• Material shown
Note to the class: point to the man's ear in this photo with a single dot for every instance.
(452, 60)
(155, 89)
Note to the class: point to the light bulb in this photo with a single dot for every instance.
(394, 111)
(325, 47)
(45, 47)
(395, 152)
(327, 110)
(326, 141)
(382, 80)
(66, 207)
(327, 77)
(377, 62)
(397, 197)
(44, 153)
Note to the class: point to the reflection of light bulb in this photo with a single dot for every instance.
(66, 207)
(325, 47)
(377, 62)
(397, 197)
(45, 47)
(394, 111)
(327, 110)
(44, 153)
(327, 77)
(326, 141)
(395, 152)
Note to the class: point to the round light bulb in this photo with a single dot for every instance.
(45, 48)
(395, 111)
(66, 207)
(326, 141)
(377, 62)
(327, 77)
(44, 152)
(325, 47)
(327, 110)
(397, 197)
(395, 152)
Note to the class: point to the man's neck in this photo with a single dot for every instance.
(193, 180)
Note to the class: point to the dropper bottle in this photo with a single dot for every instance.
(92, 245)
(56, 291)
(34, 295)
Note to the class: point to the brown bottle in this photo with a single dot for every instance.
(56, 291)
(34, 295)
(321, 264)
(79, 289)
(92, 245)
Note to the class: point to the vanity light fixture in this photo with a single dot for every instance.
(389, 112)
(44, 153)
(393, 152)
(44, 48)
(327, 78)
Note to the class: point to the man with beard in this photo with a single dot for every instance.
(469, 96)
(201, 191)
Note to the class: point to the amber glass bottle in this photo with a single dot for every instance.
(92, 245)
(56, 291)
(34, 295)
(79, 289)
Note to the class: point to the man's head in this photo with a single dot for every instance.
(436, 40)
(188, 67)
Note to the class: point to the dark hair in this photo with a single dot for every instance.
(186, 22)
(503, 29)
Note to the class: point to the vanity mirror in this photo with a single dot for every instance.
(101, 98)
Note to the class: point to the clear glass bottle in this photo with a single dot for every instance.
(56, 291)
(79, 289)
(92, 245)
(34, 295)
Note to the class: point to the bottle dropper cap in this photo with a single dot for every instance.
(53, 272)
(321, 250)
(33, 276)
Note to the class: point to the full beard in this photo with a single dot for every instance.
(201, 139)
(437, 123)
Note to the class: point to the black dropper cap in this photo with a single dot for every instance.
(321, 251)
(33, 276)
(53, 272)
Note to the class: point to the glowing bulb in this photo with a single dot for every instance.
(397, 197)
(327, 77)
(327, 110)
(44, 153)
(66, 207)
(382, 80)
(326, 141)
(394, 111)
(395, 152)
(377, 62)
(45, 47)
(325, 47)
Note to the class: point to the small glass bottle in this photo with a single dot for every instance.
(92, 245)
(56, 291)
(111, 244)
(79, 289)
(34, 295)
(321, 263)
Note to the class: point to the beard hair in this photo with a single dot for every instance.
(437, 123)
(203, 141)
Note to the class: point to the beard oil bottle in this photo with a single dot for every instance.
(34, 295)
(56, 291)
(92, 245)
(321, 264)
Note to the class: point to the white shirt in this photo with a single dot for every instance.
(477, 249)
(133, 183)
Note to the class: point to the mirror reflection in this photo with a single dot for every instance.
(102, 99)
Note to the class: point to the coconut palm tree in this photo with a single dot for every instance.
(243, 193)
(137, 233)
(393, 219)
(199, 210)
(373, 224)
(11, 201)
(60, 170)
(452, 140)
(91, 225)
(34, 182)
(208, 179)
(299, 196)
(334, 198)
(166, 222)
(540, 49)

• Exercise goal
Reproduce all of the records above, substituting "Instruction to the class" for "Note to the class" wherever it occurs and leaving everything else unchanged.

• Answer to this task
Instruction to the class: point to the man's ear in this photo with a single dot for every instance.
(452, 60)
(155, 89)
Instruction to the class: point to the light bulb in this photo with a single dot for every instance.
(394, 111)
(325, 47)
(45, 47)
(395, 152)
(327, 110)
(326, 141)
(382, 80)
(66, 207)
(327, 77)
(377, 62)
(397, 197)
(44, 153)
Instruction to the class: point to the reflection of light bulb in this photo with a single dot for every instance.
(66, 207)
(325, 47)
(377, 62)
(397, 197)
(45, 47)
(394, 111)
(327, 110)
(44, 153)
(327, 77)
(326, 141)
(395, 152)
Instruction to the class: point to the round light bulb in this photo with a single dot for every instance.
(45, 48)
(395, 111)
(66, 207)
(326, 141)
(377, 62)
(327, 77)
(44, 152)
(325, 47)
(327, 110)
(397, 197)
(395, 152)
Instruction to the class: point to the man's neck in this photo with a single dot for every instance.
(193, 180)
Instruction to the class: point to the dropper bottle in this photo with a single dot for every instance.
(92, 245)
(56, 291)
(34, 295)
Instruction to the class: point to the brown bottle in this photo with a single dot for every instance.
(56, 291)
(34, 295)
(321, 264)
(79, 289)
(92, 245)
Instruction to the class: point to the vanity light fixture in this photo with a single dot for every instance.
(389, 112)
(44, 153)
(393, 152)
(44, 48)
(327, 78)
Instruction to the class: point to the man with beard in this photo with a single dot for every instance.
(469, 96)
(201, 191)
Instruction to the class: point to the amber glass bottle in this photo with a single dot for every instance.
(92, 245)
(56, 291)
(34, 295)
(79, 289)
Instruction to the class: point to the man's head in this photo with a single dot for every instance.
(436, 40)
(188, 67)
Instruction to the class: point to the dark hair in this photo with a single dot for every instance.
(186, 22)
(503, 29)
Instruction to the class: point to the vanity mirror in this photo with a single dot for every instance.
(101, 98)
Instruction to the class: point to the clear glass bottle in this photo with a single dot for every instance.
(56, 291)
(79, 289)
(92, 245)
(34, 295)
Instruction to the class: point to the bottle dropper cap in this photo with a single dot for every instance.
(53, 272)
(321, 250)
(33, 276)
Instruction to the class: point to the full beard in this photo with a single dot for every instance.
(201, 139)
(437, 123)
Instruction to the class: point to the black dropper cap in this photo with a single dot for every instance.
(321, 251)
(33, 276)
(53, 272)
Instruction to the class: point to the glowing bulb in this photo with a single dot for every instance.
(397, 197)
(327, 77)
(327, 110)
(44, 153)
(66, 207)
(382, 80)
(326, 141)
(394, 111)
(395, 152)
(377, 62)
(45, 47)
(325, 47)
Instruction to the class: point to the small glass bottle in this photo with a single dot for every instance.
(92, 245)
(56, 291)
(111, 244)
(79, 289)
(34, 295)
(321, 263)
Instruction to the class: point to the beard hair in this photo with a single dot for every instance.
(437, 123)
(203, 141)
Instruction to the class: point to the beard oil bottle in this photo with a single dot for every instance.
(34, 295)
(56, 291)
(92, 245)
(321, 264)
Instruction to the class: point to the white shirt in this photo with a single dot for every instance.
(477, 249)
(133, 183)
Instruction to the class: point to the mirror reflection in this photo with a single dot for every instance.
(102, 99)
Instruction to the class: point to the coconut palm tree in this photo with a single dot for every instance.
(243, 193)
(137, 233)
(393, 219)
(199, 210)
(373, 224)
(11, 201)
(60, 170)
(452, 140)
(91, 225)
(34, 182)
(208, 179)
(299, 196)
(334, 198)
(166, 222)
(540, 49)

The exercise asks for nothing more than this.